Source data Start Marker

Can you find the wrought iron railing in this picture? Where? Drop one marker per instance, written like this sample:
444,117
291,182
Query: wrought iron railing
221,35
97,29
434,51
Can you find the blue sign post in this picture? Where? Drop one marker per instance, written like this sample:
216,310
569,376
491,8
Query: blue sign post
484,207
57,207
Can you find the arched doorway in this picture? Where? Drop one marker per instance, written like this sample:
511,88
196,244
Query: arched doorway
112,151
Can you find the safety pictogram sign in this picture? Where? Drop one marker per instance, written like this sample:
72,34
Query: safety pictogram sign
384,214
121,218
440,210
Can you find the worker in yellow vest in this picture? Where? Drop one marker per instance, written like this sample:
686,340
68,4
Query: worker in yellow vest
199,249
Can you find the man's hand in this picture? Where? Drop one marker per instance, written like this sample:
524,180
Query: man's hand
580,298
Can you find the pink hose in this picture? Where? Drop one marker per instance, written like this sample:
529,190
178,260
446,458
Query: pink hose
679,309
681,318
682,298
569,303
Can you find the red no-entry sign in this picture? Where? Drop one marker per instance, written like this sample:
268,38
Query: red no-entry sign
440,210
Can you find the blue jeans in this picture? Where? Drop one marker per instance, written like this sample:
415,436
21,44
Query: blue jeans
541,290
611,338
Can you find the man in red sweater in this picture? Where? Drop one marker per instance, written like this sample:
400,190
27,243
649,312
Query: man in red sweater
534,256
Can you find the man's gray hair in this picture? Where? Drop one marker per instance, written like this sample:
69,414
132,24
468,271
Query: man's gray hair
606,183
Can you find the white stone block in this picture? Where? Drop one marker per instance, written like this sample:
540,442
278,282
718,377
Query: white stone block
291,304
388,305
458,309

Source data End Marker

Directions:
Please repeat the complete material exactly, with nothing omitted.

Solution for this task:
Can you find the wrought iron railing in this picture? Where? Drop one marker per instance, written like this sample:
444,117
291,182
Query: wrought iron railing
221,35
97,29
434,51
Can you find the blue sign post in this picture? Where? Drop one marker per instance, written like this sample:
216,310
569,376
491,8
Query: blue sign post
484,207
57,207
Can you find the arched doorway in this picture? Where? Drop one marker per instance, written like this sample:
511,88
196,244
Query: arched doorway
112,151
Can you find the safety pictogram sign in this picture? Where? Drop one marker per instance, written like this sample:
72,34
Query: safety pictogram sign
384,214
121,218
440,210
Can you find the worker in yellow vest in this picture? Where? Drop one marker per instance, written like this sample:
686,340
68,4
Query: worker in yellow vest
199,249
Can you find the man's hand in this picture? Where? Drop one marker per instance, written like this sample:
524,180
Query: man's hand
580,298
Can you find the pink hose in this picture? Where? Drop one marker per instance, written like this sample:
529,190
178,260
446,458
Query: pink hose
679,309
681,318
682,298
569,303
Can you find the red no-entry sign in this picture? Where? Drop one marker per instance, written like this sample:
268,38
Query: red no-entry sign
440,210
Can you find the blue jeans in this picture? Where? Drop one marker per instance, written like this sample:
415,436
21,44
Query: blue jeans
541,290
611,338
Can you find the man in red sweater in this picture? Where? Drop one marker per instance, written like this sample:
400,190
27,243
649,312
Query: man in red sweater
534,256
Can you find the man's gray hair in this picture? Where? Drop one marker per instance, written like this sample:
69,414
132,24
468,271
Query: man's gray hair
606,183
Can you find the white stone block in this picture? Where? Drop one marker per instance, written like this sample:
540,442
278,282
718,377
Query: white stone block
291,304
388,305
458,309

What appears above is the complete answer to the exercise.